• **Consegna**:
Per favore, rispondi alle domande seguenti sul brano scelto, una risposta per riga e numerata come la domanda.
1. Secondo la definizione riportata nel brano scelto, che cos'è la copra?
2. Quali due forme di plurale propone lluvioso1?
3. Secondo frugnaglio, chi sarà con tutta probabilità il primo al mondo a usare il termine al plurale?
::: Brano scelto :::
# Plurale di "copra"



## lluvioso1

Buongiorno;

http://thumbs.dreamstime.com/t/primer-de-la-sequedad-del-coco-38236496.jpg

la definizione di "copra" :La copra è la polpa essiccata del cocco.

Mia domanda è: Qual è il plurale di "la copra"? Non ho trovato in nessun dizionario. è "le copr*e*" o "le copra" (invariable)??

Grazie.


----------



## frugnaglio

lluvioso1 said:


> Buongiorno;
> 
> http://thumbs.dreamstime.com/t/primer-de-la-sequedad-del-coco-38236496.jpg
> 
> la definizione di "copra" :La copra è la polpa essiccata del cocco.
> 
> Mia domanda è: Qual è il plurale di "la copra"? Non ho trovato in nessun dizionario. è "le copr*e*" o "le copra" (invariable)??
> 
> Grazie.



Visto che con tutta probabilità sarai il primo al mondo a usare questo termine al plurale, fai pure come ti pare e chi arriva dopo dovrà adeguarsi


----------



## alfaalfa

Ciao,
Frugnaglio ha ragione, ma a cosa ti serve il plurale? Semplice curiosità o c'è un contesto specifico?
::: Estratto dati :::
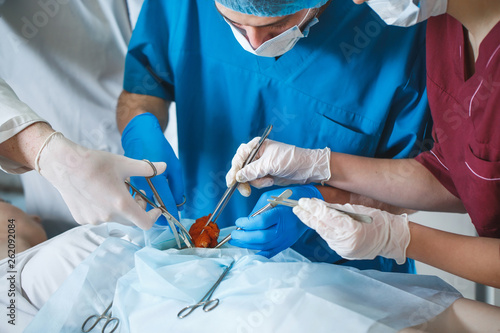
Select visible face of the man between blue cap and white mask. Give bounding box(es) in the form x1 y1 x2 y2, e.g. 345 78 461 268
215 2 314 49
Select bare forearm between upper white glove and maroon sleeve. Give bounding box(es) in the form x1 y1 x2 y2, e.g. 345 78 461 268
326 153 465 212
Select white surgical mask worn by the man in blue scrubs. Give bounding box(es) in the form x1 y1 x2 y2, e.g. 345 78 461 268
224 9 319 58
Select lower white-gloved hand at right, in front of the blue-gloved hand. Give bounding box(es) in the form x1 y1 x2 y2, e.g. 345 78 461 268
293 199 410 265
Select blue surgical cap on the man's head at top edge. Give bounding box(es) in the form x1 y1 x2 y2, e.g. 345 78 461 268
216 0 328 16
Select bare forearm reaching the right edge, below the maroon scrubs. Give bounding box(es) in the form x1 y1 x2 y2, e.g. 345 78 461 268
406 222 500 288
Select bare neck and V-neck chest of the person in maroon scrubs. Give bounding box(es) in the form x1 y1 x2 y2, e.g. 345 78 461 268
447 0 500 60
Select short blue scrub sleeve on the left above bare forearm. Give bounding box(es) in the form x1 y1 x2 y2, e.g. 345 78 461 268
123 1 174 101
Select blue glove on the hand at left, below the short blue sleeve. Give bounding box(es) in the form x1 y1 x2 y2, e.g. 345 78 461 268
122 113 184 225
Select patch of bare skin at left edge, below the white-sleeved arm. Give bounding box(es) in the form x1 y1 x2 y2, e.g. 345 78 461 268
0 202 47 259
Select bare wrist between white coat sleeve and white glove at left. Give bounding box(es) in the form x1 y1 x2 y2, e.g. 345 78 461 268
0 122 54 169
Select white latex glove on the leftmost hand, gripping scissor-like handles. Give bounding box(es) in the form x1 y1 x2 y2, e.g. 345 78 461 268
35 133 166 229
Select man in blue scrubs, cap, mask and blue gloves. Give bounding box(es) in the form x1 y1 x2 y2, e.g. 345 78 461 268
117 0 431 272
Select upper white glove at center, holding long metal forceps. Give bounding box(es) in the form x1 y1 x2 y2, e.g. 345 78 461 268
226 137 330 197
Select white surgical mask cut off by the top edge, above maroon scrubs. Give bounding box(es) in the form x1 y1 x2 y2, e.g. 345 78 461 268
366 0 448 27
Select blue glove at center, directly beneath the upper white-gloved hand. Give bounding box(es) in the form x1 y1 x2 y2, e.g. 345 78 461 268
229 185 323 258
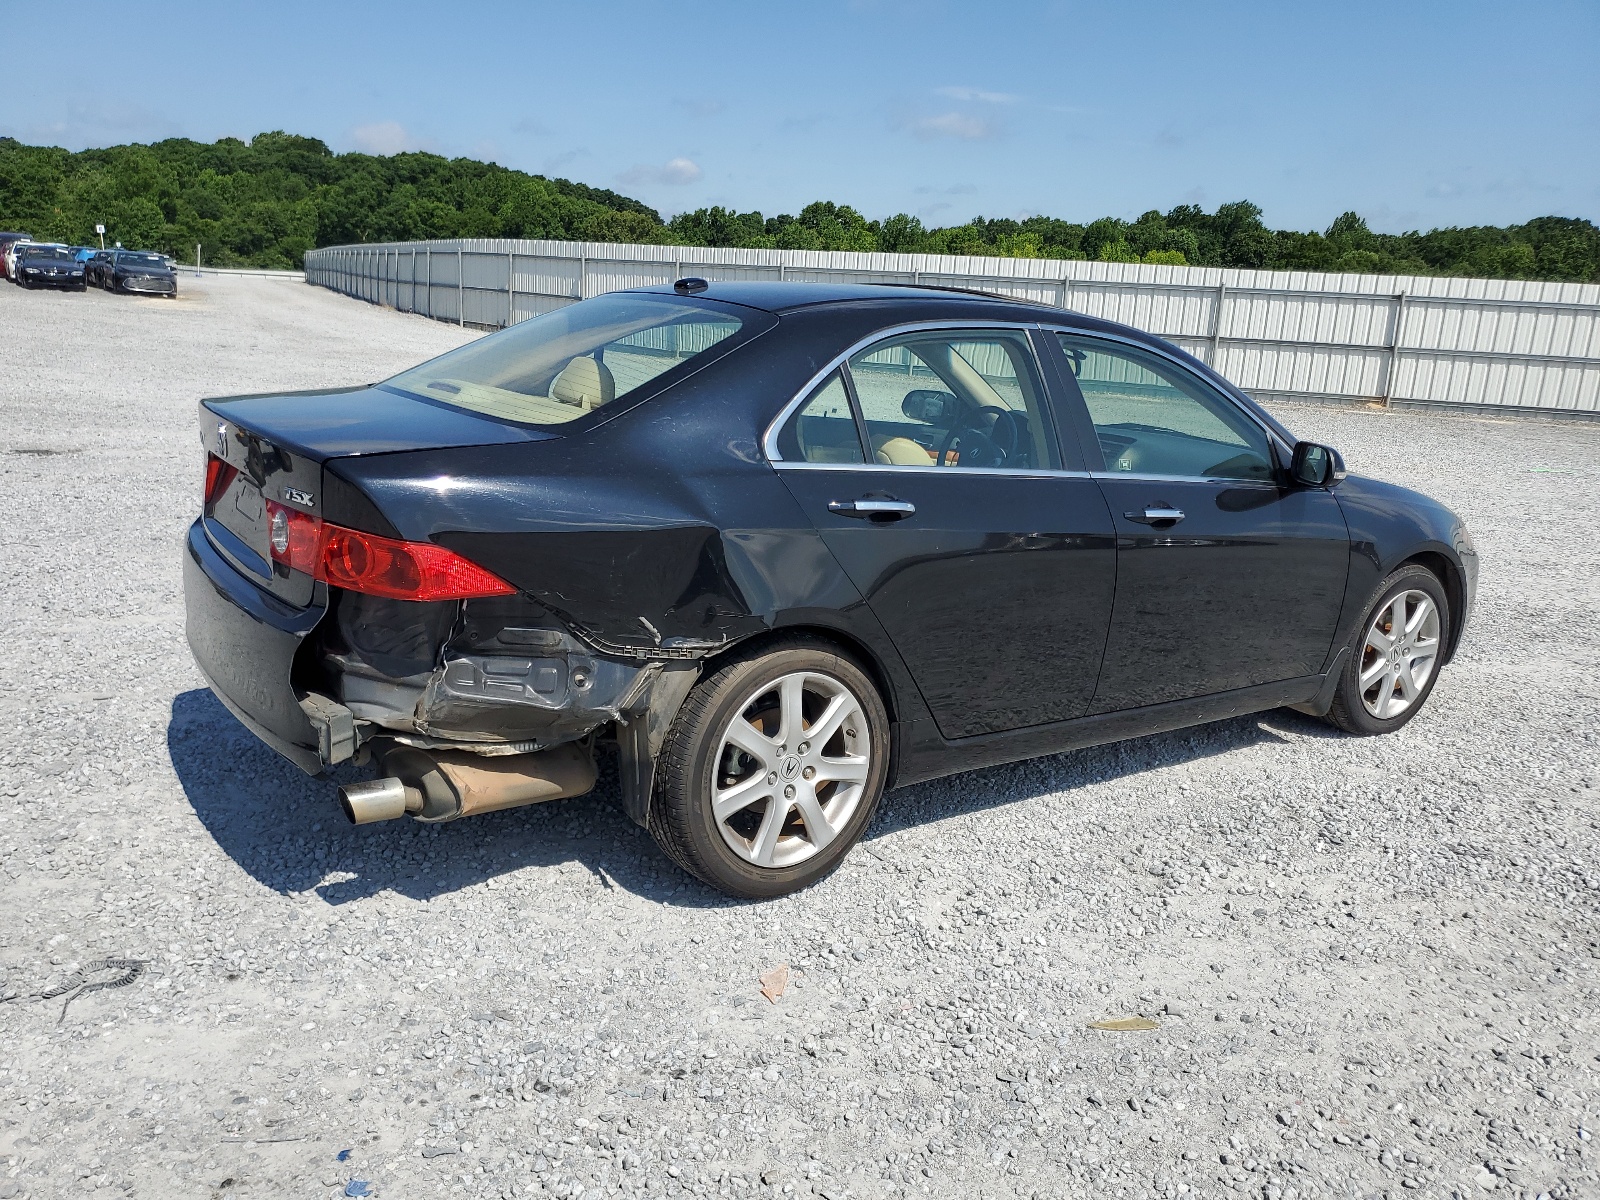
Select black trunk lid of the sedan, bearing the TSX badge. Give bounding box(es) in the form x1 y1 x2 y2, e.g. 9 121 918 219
200 387 552 608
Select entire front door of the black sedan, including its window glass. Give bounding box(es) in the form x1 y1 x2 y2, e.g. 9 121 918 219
1050 333 1349 714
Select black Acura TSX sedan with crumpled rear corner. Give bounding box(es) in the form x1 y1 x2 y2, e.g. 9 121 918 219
184 280 1477 898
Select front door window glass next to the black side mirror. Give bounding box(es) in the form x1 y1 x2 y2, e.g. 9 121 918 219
1058 333 1274 482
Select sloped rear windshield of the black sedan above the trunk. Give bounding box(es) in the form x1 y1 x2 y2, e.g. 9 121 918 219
386 293 744 426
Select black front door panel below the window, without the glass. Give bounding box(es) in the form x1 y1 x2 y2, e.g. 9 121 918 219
1091 475 1350 712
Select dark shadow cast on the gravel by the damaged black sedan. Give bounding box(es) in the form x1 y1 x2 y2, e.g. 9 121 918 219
166 688 1338 907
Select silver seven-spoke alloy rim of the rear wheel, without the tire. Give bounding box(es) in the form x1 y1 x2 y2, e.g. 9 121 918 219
712 670 875 867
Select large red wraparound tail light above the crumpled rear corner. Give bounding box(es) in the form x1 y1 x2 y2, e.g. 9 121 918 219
267 501 517 600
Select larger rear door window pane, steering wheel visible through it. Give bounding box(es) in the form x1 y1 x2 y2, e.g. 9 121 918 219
850 330 1056 470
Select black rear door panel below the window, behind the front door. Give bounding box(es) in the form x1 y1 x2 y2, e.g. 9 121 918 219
779 464 1115 738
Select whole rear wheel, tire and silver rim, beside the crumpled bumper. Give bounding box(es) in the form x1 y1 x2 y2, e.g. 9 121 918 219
650 640 890 899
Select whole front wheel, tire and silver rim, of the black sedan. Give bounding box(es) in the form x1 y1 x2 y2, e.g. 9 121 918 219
1328 563 1450 736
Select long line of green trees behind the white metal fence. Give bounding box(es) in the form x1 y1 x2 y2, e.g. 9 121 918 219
0 131 1600 282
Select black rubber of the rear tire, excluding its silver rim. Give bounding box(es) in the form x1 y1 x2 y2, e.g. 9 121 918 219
658 645 890 899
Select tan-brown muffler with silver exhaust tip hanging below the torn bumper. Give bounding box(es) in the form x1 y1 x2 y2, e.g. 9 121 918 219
339 744 597 826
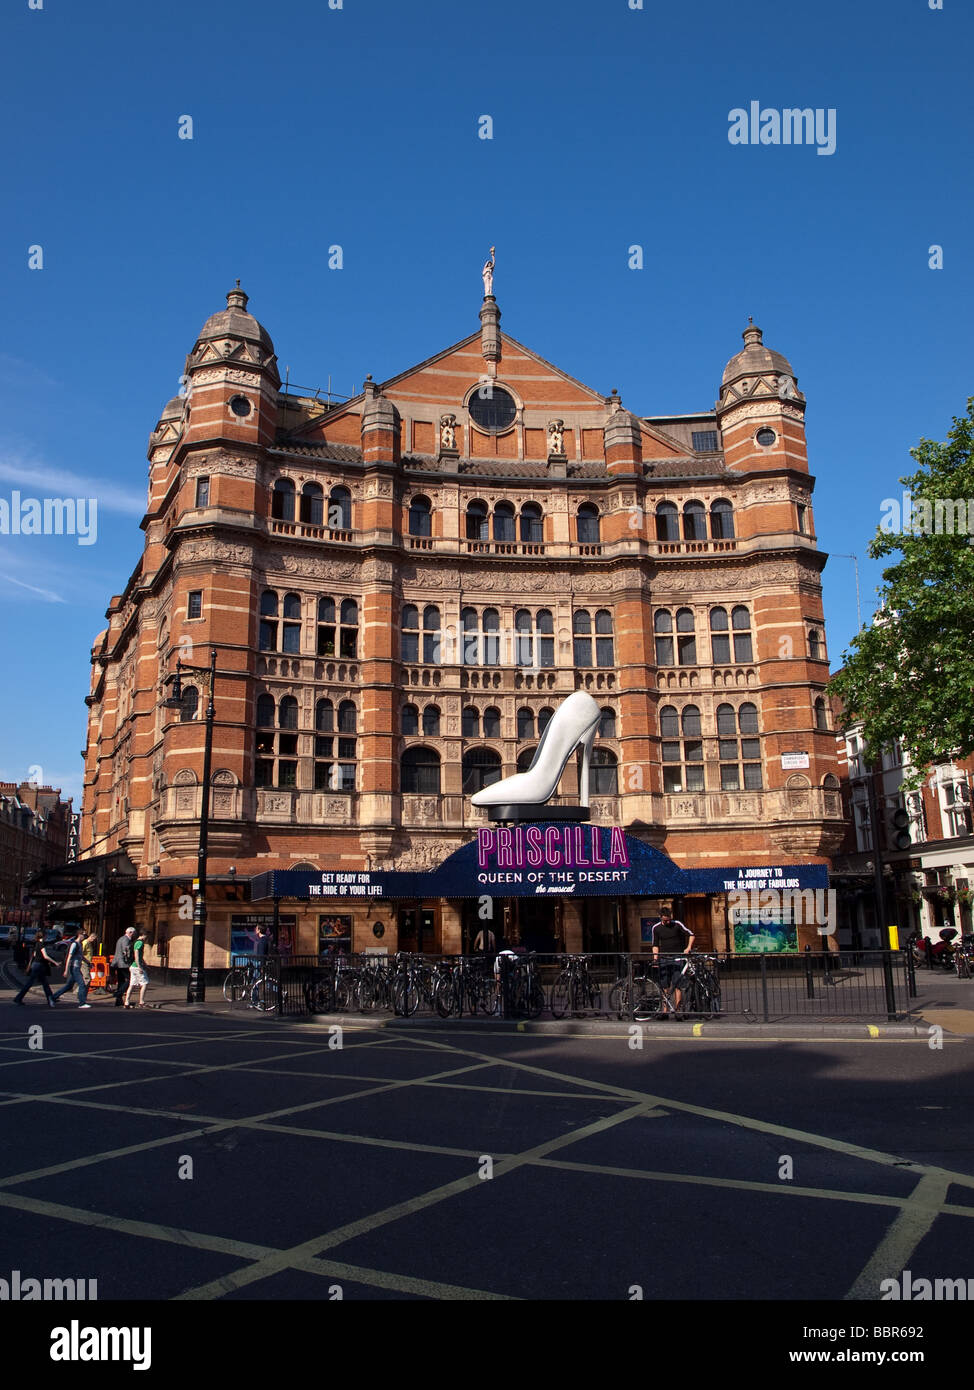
:::
• **Risposta**:
1. La polpa essiccata del cocco.
2. "Le copre" oppure "le copra", invariabile.
3. lluvioso1, l'autore della domanda.